Task brief: Copy each item below word for word, but leave out the pictures.

Data entries:

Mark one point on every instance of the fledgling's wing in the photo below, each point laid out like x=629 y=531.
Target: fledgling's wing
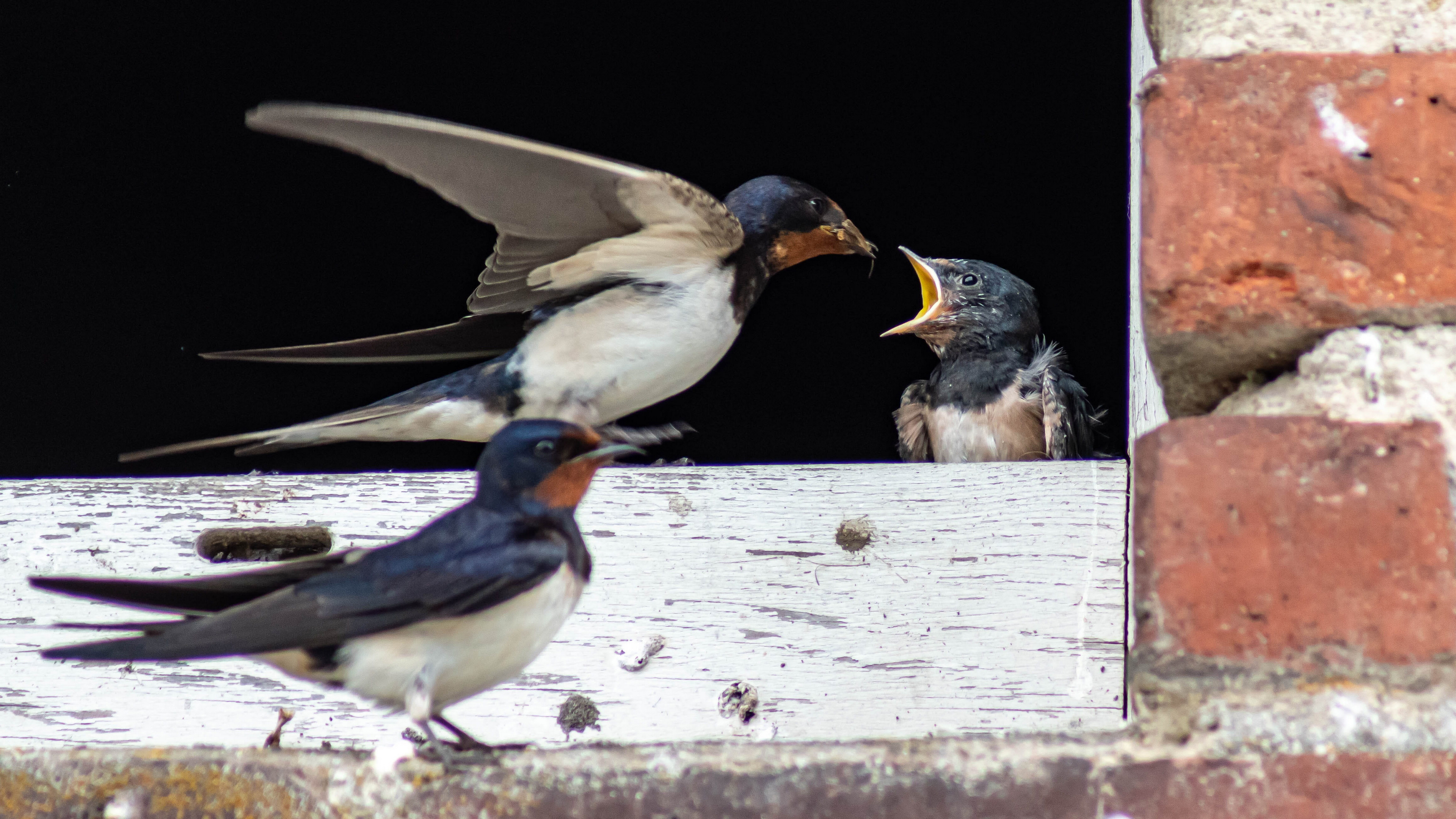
x=1066 y=414
x=385 y=589
x=910 y=423
x=565 y=219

Complete output:
Mark one point on every instance of the fledgling's wing in the photo below, each point laid out like x=629 y=531.
Target: fledgling's wing
x=1066 y=414
x=385 y=589
x=910 y=423
x=565 y=219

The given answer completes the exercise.